-- BEGIN Provided text --

Both mesh and timeseries can be used together.

output_dir#
Type:

string

Default:

“output”

The output directory name.

timeseries output#

The name of the timeseries key is used to uniquely identify this output: "output_name":{ ... }.

If using point_mode, this name corresponds to the output key. If a lot of stations are to be output, consider keeping them in a separate file and inserting using the top-level “.json” behaviour.

There is currently no check that one MPI rank finds the output triangle. Any rank that doesn’t have this output triangle will raise a warning, but exactly 1 rank should report that it finds the output triangle. If the file is empty, confirm that a rank does find the triangle and confirm the output lat long is correct.

longitude#
Type:

float

WGS84 longitude of output point. The triangle that contains this point is then selected for output. An error is raised if no triangle contains the point.

latitude#
Type:

float

WGS84 latitude of output point. The triangle that contains this point is then selected for output. An error is raised if no triangle contains the point.

file#

The output file name. The output is in csv format and each column is a variable.

 "output":
 {
    "more_stations":"mystations.json",
    "UpperClearing":
    {
        "longitude": "-115.175362",
        "latitude": "50.956547",
        "file": "uc.txt"
    }
}

where mystations.json would look like

{
     "some_station":
     {
         "longitude": "-115.175362",
         "latitude": "50.956547",
         "file": "somestation.txt"
     }
}

Entire mesh#

The entire mesh may be written to a netCDF UGRID compliant file or Paraview’s vtu format. Both can be use for visualization in Paraview and for analysis.

For general usage, the ugrid file is recommended as the output format. For more details on the output files, please see the output section.

Note

The default behaviour of both ugrid and vtu` outputs is not to output any files. The user must specify the output frequency or timing.

base_name#
Type:

string

The base file name to be used. Default is the same name as the output folder.

Warning

NCZarr does not currently support creating of zarr files in MPI mode. Do not use format:”zarr” at the moment

format#
Type:

string

Default:

“netcdf”

Storage backend for ugrid outputs. Options are netcdf (writes a .nc file) or zarr (writes a .zarr store via NCZarr). Only applies to ugrid outputs.

variables#
Type:

[ "variable_name", ... ]

The default behaviour to is to write every variable. This may produce an undesirable amount of output. This takes a list of variables to output.

"variables": [
             "t",
             "U_2m_above_srf",
             "swe",
             "iswr"
         ],
frequency#
Type:

int

Default:

1

Frequency can be set to write ever N timesteps. If the automatic checkpoint system is used, this might not produce a consistent output frequency and time. For example, suppose daily midnight output was chosen (frequency:24) as the model simulation starts at 00:00. However, the auto-checkpoint suspends at the 8am timestep, the next output will be at 8am instead of midnight.

-- END Provided text --

**Directives**:
• a. Retype the stretch of the output settings documentation from "The entire mesh" through "the output folder.".
• b. Rewrite the paragraph in the output settings documentation that begins "There is currently no check" as a short bulleted list that keeps its main facts.
• c. Proceed with the output settings documentation, starting right after its final sentence.

-- BEGIN Information given --

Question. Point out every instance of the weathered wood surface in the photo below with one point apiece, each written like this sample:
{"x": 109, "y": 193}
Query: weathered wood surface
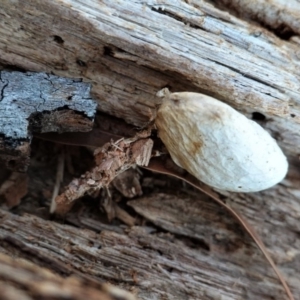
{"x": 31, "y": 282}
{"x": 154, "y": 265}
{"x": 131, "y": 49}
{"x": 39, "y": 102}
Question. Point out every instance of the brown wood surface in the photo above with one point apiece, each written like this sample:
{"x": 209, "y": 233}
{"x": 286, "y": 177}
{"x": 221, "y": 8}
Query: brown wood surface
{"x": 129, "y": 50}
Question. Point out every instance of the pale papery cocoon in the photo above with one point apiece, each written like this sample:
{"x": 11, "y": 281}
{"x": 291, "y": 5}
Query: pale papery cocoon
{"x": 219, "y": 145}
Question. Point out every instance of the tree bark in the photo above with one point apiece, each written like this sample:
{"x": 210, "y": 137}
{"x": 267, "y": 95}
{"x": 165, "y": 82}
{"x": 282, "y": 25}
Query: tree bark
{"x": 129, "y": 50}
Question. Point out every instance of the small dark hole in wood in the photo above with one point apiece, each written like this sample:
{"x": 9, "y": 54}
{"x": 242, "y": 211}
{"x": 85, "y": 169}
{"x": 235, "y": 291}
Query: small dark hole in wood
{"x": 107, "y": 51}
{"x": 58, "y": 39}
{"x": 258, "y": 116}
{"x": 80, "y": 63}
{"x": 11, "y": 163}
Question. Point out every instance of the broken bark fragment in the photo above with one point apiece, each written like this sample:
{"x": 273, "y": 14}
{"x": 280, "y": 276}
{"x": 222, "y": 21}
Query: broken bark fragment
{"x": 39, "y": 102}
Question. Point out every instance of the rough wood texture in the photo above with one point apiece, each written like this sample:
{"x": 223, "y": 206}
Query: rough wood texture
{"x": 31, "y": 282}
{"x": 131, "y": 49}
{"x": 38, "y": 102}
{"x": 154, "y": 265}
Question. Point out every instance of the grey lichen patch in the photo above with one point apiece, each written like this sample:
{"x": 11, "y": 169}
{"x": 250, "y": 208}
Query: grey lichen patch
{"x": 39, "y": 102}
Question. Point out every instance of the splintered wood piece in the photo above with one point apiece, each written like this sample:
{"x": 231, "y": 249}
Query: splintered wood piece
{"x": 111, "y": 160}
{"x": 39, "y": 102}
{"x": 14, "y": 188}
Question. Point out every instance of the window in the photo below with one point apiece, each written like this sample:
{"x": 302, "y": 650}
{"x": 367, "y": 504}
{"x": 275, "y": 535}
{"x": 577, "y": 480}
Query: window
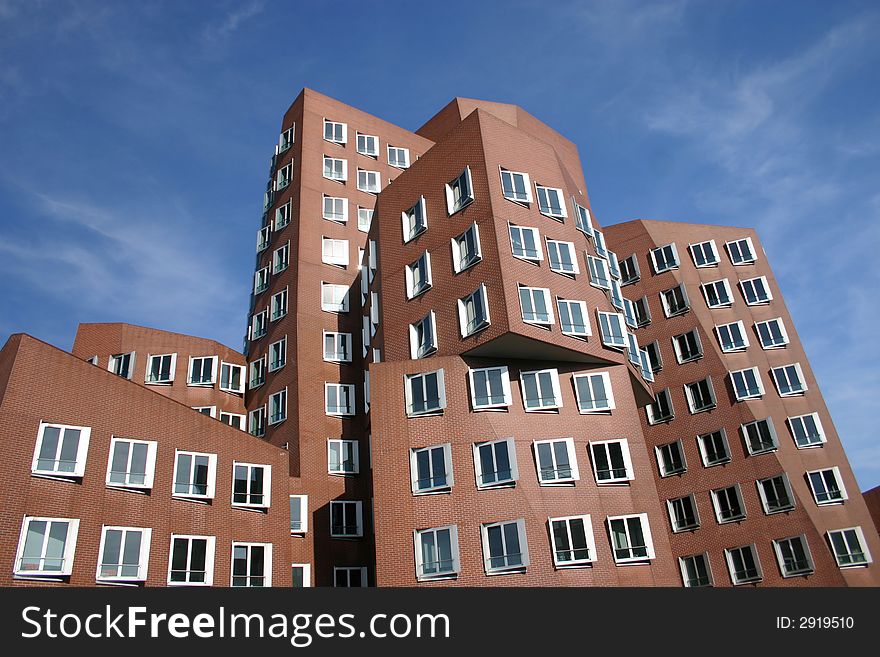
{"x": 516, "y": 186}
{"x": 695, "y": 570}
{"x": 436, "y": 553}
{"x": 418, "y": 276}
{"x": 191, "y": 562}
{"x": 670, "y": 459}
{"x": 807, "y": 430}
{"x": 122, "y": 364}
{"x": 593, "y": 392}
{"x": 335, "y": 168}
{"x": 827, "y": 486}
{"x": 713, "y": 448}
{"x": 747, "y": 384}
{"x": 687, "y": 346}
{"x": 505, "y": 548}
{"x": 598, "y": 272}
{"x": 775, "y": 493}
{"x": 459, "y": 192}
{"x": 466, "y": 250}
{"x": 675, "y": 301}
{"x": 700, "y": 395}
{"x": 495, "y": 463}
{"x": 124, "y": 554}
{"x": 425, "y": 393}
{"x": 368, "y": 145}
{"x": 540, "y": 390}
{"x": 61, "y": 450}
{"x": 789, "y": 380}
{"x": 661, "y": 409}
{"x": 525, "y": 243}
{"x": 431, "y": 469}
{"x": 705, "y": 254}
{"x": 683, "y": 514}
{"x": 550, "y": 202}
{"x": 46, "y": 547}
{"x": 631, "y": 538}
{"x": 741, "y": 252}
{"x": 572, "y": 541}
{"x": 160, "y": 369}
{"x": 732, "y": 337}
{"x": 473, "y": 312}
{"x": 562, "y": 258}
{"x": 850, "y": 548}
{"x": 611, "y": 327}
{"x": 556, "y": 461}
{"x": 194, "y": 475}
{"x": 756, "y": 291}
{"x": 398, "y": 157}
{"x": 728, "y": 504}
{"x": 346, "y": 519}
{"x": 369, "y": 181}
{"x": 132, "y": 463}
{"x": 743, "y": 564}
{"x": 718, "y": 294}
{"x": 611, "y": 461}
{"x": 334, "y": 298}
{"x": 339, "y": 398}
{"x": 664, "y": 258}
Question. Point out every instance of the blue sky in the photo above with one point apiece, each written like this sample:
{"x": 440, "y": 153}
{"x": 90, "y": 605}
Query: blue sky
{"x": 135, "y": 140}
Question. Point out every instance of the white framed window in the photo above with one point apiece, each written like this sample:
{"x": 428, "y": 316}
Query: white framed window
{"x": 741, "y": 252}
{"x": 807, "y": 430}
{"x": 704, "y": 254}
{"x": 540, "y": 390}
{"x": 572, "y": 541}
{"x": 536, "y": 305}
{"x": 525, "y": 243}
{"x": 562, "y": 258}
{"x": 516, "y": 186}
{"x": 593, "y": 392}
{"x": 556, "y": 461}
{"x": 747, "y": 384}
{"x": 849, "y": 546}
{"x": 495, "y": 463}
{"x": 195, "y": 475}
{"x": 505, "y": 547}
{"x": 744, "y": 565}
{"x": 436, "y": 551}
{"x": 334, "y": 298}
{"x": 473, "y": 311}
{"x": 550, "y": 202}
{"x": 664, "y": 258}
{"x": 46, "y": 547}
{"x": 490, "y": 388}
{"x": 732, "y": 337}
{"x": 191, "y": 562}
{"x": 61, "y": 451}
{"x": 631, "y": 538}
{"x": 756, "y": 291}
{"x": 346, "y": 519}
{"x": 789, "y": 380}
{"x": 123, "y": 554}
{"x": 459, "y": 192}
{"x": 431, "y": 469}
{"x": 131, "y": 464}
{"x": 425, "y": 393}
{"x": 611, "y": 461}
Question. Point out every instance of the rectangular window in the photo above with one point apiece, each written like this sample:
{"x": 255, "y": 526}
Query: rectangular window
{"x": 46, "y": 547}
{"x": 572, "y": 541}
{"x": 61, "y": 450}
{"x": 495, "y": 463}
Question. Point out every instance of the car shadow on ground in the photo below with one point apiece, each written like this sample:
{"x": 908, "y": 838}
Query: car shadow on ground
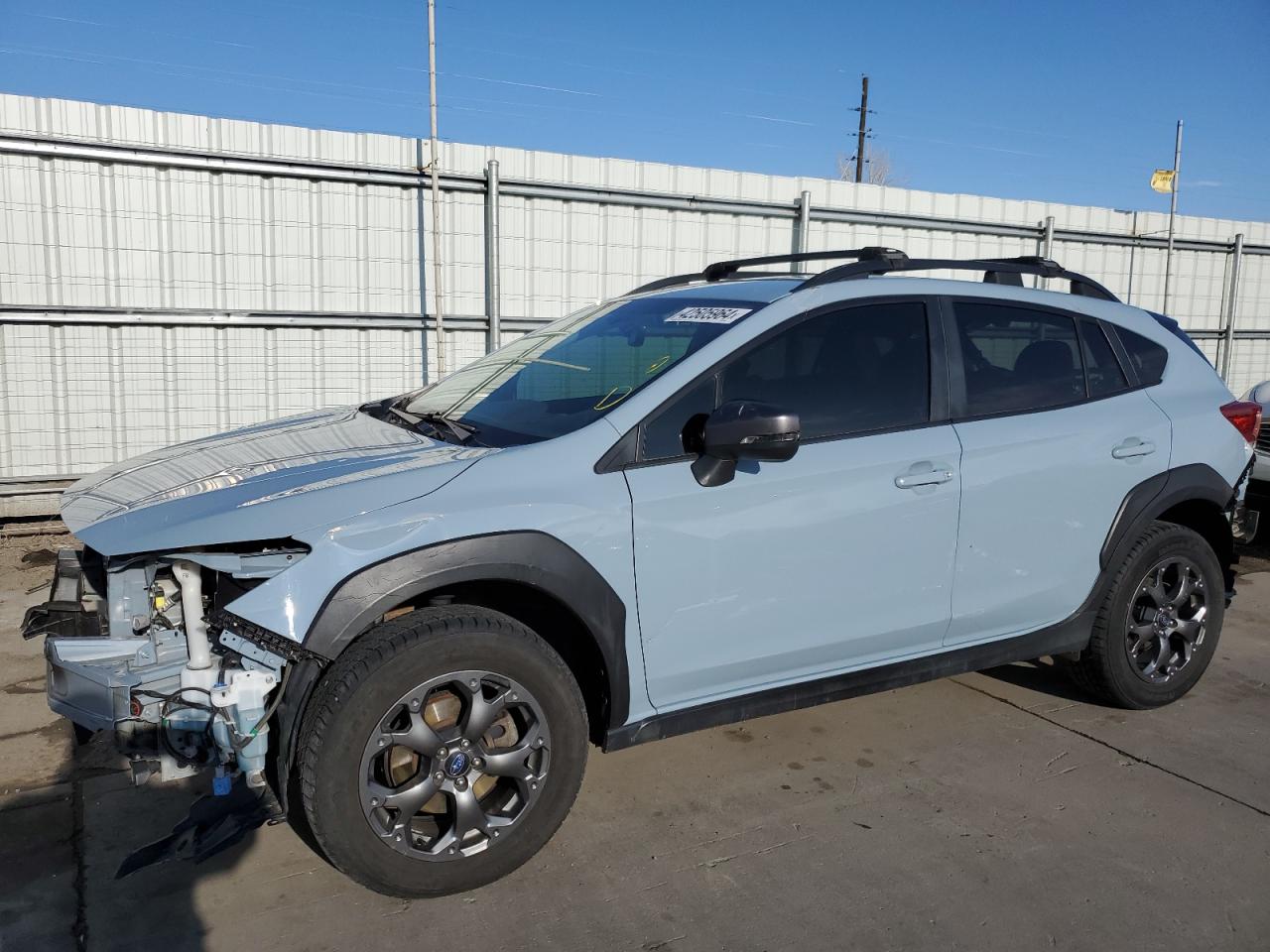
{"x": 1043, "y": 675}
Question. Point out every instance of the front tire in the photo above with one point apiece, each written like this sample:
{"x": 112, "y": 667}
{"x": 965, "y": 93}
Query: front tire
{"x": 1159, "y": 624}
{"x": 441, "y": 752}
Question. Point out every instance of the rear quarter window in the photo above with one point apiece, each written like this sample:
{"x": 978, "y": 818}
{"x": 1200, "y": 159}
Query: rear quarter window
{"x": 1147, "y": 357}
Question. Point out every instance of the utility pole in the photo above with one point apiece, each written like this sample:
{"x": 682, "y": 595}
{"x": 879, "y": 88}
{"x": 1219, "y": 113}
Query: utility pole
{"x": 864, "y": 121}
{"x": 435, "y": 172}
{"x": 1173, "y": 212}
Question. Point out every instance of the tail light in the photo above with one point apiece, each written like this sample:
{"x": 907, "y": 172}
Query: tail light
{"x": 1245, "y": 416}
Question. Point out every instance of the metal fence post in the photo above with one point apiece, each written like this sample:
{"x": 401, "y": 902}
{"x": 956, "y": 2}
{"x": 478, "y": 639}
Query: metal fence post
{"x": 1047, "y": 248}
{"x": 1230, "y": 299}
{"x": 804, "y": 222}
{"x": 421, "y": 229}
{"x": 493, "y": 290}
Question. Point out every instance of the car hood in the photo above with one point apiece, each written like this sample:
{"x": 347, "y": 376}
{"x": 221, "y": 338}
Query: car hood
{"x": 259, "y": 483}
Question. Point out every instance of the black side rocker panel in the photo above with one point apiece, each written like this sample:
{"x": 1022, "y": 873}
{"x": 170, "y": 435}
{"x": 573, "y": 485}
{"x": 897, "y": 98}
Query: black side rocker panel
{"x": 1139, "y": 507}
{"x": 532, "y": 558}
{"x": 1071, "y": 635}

-- END Information given --
-- BEGIN Information given --

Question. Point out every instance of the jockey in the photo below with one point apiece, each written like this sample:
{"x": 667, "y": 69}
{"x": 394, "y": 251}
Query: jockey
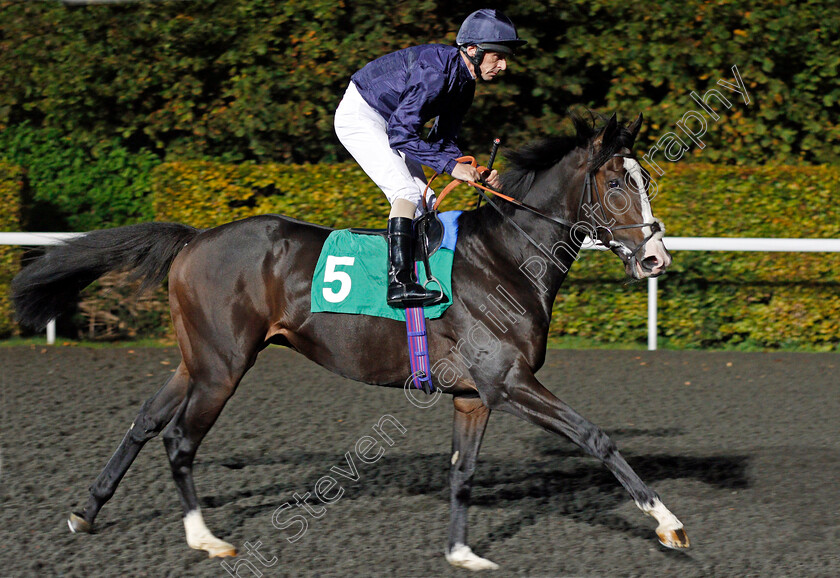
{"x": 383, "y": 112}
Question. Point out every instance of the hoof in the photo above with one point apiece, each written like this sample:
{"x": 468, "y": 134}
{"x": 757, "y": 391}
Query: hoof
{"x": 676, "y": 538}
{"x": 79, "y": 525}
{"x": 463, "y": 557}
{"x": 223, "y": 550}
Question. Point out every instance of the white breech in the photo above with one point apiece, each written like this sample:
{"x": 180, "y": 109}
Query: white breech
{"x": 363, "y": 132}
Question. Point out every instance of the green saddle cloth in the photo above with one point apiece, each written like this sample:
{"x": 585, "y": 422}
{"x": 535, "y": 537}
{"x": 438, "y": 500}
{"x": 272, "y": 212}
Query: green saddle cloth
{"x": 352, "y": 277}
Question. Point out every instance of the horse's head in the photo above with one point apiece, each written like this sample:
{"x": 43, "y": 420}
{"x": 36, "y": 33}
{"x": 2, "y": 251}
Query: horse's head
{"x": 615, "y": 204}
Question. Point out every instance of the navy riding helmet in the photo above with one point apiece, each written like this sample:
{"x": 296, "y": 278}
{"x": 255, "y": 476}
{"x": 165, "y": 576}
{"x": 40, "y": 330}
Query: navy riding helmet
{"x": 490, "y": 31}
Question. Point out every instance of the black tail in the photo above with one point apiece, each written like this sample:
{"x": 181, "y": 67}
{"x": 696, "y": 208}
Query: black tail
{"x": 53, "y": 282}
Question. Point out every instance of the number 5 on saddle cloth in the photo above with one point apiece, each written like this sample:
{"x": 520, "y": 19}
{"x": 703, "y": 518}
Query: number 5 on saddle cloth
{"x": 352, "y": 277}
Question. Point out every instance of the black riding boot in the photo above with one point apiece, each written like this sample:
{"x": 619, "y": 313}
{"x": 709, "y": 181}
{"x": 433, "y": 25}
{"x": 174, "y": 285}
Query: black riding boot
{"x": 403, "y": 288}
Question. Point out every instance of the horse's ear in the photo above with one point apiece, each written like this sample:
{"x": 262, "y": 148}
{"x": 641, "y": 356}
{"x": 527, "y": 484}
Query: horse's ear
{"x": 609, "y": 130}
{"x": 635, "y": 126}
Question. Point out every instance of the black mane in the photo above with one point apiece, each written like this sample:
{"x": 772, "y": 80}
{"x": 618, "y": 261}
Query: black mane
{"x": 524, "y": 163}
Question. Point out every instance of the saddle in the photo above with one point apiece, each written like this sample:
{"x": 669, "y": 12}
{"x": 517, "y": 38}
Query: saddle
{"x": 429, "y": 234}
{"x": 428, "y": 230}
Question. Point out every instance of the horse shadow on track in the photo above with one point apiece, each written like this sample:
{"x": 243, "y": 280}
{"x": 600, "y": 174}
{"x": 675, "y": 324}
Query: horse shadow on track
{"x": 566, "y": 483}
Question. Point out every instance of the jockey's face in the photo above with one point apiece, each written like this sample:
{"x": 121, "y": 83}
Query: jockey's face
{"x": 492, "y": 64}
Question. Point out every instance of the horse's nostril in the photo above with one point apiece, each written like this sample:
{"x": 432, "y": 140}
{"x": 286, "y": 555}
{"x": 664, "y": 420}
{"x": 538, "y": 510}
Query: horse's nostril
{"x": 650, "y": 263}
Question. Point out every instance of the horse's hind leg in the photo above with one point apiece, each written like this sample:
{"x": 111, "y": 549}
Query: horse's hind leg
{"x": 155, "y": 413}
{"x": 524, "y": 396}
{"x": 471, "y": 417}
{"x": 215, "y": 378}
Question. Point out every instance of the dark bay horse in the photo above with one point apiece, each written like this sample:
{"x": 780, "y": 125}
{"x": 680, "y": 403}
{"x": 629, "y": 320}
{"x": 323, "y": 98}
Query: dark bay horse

-- END Information given --

**Per-task answers**:
• a.
The entire mesh may be written to a netCDF UGRID compliant file or Paraview’s vtu format. Both can be use for visualization in Paraview and for analysis.

For general usage, the ugrid file is recommended as the output format. For more details on the output files, please see the output section.

Note

The default behaviour of both ugrid and vtu` outputs is not to output any files. The user must specify the output frequency or timing.

base_name#
Type:

string

The base file name to be used. Default is the same name as the output folder.

• b.
- Nothing currently checks that one MPI rank finds the output triangle.
- Each rank without the output triangle raises a warning, but exactly one rank should report finding it.
- If the file is empty, confirm that a rank finds the triangle and that the output latitude and longitude are correct.

• c.
rotate_frequency#
Type:

int

Default:

0

Only applies to ugrid outputs. The timestep frequency to create a new ugrid file at. Rotated files are named <base_name>_YYYYMMDDTHHMMSS.nc and the cadence is preserved across checkpoint resume.

chunk_time_len#
Type:

int

Default:

unset

Only applies to ugrid outputs. Sets an explicit time chunk length (in timesteps). Must not be set alongside chunk_target_mb.

chunk_target_mb#
Type:

float

Default:

unset

Only applies to ugrid outputs. Sets the target chunk size per variable (in MB). Must not be set alongside chunk_time_len.

write_all_parameters#
Type:

boolean

Default:

true

Disables/enables writing parameters to the output.

output_parameters#
Type:

[ "parameter_name", ... ]

Controls which parameters are written when write_all_parameters is enabled. If omitted, the defaults are Elevation, Slope, and Aspect.

write_ghost_neighbors#
Type:

boolean

Default:

false

Write each MPI rank’s ghost face data to vtu output. Only possible with vtu output.

specific_datetime#
Type:

string

Default:

””

Output at a specific date-time, given in the iso format, e.g., "specific_datetime": "20191227T160000"

specific_time#
Type:

string

Default:

””

Output at a specific time every day, given in a “HH:MM” 24hr-format, e.g., "specific_time": "14:00"

compress#
Type:

bool

Default:

true

Enable shuffle + deflate level 5. Docs/ Improvements compression. Only on ugrid output.

bitgroom#
Type:

bool

Default:

true

Enable bitgrooming. Only on ugrid output.

Example:

All of the frequency options can mixed together, allowing more complex output frequency selections

"output":
{
 "vtu": {
         "base_name": "SC",
         "variables": [
             "t",
             "U_2m_above_srf",
             "swe",
             "iswr"
         ],
         "output_parameters": [
             "Elevation",
             "Slope",
             "Aspect"
         ],
         "frequency": "24",
         "specific_datetime": "20191227T160000",
         "write_all_parameters": false,
         "write_ghost_neighbors": true
     },
     "ugrid": {
             "format": "zarr",
             "variables": [
                 "t",
                 "U_2m_above_srf",
             ],
             "output_parameters": [
                 "Elevation",
                 "Slope",
                 "Aspect"
             ],
             "frequency": "1",
             "specific_datetime": "20191227T160000",
             "write_all_parameters": false
         }
}

forcing#

Input forcing can be either a ASCII timeseries or a NetCDF. Please see forcing for more details on the file specifications.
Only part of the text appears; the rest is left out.